#### SOURCE MATERIAL:
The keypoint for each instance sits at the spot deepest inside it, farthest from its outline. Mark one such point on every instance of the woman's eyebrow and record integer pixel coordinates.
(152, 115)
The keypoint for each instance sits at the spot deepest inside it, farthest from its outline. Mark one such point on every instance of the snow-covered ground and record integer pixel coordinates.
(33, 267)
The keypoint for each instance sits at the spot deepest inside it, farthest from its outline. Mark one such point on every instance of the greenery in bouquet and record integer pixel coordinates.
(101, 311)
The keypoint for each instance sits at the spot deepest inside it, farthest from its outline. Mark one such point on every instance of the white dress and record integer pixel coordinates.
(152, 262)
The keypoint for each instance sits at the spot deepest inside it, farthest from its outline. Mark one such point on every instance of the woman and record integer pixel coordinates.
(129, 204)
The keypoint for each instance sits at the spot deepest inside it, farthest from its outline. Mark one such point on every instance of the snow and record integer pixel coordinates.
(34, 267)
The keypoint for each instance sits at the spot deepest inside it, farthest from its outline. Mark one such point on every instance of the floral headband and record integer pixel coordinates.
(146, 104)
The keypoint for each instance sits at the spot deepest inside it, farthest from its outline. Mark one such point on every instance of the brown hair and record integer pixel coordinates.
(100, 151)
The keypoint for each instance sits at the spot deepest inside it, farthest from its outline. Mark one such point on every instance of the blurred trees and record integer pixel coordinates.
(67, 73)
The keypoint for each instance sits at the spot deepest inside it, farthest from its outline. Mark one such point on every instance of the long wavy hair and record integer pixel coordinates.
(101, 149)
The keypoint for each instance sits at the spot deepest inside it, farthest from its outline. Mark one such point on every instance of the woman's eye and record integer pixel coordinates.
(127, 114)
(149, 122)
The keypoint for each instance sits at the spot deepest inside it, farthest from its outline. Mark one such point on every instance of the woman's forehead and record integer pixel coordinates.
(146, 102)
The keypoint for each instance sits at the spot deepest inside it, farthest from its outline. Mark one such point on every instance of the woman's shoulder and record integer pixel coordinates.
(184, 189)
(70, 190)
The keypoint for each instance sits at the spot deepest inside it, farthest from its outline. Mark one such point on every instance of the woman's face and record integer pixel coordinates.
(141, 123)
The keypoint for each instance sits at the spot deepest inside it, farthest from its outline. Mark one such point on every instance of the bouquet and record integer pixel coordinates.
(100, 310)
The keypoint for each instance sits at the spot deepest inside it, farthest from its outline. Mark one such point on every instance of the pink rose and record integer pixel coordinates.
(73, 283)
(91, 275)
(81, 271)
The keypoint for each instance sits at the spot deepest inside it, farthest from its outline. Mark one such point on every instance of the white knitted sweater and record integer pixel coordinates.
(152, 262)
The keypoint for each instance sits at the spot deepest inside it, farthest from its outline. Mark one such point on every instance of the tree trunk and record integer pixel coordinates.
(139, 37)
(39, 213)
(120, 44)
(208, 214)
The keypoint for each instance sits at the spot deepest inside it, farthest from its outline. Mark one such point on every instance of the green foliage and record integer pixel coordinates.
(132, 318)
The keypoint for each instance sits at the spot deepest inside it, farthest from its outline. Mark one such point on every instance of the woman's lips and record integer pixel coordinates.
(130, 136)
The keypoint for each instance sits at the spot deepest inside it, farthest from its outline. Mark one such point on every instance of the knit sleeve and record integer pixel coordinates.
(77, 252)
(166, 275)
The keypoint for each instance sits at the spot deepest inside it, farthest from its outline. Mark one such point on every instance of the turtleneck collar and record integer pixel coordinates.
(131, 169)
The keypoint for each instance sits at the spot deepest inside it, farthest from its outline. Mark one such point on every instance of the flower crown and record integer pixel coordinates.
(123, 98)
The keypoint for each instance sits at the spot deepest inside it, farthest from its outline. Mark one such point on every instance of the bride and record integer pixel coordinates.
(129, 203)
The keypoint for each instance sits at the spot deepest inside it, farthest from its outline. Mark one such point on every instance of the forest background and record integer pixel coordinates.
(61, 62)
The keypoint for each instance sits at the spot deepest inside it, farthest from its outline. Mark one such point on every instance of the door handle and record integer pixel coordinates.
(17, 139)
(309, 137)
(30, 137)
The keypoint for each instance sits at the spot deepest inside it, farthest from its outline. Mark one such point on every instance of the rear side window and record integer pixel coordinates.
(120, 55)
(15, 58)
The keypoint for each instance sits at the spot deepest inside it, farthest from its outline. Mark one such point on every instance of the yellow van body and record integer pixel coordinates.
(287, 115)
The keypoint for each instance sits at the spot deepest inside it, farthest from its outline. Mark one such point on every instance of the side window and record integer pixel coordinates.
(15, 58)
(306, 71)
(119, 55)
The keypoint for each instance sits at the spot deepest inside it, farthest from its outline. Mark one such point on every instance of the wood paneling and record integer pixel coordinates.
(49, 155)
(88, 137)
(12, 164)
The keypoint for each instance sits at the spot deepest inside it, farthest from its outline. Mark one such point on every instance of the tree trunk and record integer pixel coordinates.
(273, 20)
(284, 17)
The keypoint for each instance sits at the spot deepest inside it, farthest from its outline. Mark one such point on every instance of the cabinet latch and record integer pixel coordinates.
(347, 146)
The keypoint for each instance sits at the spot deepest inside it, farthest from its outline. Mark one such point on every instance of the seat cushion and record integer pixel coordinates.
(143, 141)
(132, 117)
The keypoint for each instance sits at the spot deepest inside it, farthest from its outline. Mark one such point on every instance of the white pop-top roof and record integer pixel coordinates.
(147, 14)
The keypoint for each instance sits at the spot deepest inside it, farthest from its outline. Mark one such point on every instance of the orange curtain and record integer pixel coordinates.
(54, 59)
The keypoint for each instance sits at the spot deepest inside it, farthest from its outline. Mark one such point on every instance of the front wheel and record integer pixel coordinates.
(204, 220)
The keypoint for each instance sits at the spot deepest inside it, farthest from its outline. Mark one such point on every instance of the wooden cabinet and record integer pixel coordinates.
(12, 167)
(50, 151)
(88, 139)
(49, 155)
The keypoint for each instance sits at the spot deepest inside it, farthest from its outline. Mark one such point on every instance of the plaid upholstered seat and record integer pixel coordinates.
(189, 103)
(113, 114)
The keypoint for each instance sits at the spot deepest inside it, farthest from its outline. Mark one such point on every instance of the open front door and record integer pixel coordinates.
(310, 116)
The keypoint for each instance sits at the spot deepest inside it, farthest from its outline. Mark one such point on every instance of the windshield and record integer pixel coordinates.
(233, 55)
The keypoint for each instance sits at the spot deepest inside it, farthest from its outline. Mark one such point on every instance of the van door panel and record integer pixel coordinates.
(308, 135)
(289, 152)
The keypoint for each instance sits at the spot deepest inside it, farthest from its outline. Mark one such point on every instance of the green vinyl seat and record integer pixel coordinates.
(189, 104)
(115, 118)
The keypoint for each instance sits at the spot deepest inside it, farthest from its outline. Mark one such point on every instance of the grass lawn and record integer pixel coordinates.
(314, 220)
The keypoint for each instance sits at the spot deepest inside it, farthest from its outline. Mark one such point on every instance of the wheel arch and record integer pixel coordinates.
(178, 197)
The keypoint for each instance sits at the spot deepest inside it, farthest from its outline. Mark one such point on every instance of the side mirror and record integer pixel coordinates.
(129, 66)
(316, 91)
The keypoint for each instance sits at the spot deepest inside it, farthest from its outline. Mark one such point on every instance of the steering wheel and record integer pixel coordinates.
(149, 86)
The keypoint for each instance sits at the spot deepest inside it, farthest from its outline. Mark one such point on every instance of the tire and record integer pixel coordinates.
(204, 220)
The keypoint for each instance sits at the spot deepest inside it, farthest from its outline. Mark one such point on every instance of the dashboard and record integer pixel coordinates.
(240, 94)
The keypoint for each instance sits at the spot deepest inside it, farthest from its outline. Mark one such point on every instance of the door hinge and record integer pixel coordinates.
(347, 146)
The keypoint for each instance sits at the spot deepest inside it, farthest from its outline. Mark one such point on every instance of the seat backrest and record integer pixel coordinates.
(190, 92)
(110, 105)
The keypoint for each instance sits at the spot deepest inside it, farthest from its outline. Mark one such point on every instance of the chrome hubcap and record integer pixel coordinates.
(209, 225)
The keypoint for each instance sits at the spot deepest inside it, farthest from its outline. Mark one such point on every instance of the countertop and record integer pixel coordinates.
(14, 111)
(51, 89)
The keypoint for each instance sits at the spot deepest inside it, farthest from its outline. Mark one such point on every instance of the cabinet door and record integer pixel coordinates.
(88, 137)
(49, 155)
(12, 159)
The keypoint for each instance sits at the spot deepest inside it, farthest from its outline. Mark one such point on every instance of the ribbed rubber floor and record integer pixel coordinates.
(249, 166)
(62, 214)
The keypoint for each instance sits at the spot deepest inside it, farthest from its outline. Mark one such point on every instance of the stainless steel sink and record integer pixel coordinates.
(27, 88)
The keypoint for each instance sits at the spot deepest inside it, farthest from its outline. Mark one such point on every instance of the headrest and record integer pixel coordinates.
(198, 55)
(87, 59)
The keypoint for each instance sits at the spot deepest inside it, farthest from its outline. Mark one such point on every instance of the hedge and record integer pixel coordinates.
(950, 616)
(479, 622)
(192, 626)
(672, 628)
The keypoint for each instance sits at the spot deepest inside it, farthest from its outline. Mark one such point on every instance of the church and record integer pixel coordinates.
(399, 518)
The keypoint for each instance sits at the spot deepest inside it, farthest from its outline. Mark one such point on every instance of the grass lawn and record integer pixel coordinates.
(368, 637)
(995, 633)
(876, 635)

#### GOAL OF THE EXERCISE:
Print exactly the lines above, starting at the line that contains "hedge and record integer pixel coordinates." and ending with the last line of the records, both included.

#### SOLUTION FOR THIS PROBLEM:
The keypoint for each instance sits at the spot deepest inside it, farthest from its outline. Mark one such point on every instance of the hedge and record integer pixel coordinates.
(950, 616)
(479, 622)
(192, 626)
(672, 628)
The keypoint for each instance sits at the spot deepest inside it, farthest from its outline. Mark one such point on every instance of the church and record integer pixel coordinates.
(399, 518)
The keypoint for each instance sits at the spot deepest inside it, farthest from its outline. Mark one such point on every instance of the grass lawn and record integer pixel coordinates.
(368, 637)
(995, 633)
(876, 635)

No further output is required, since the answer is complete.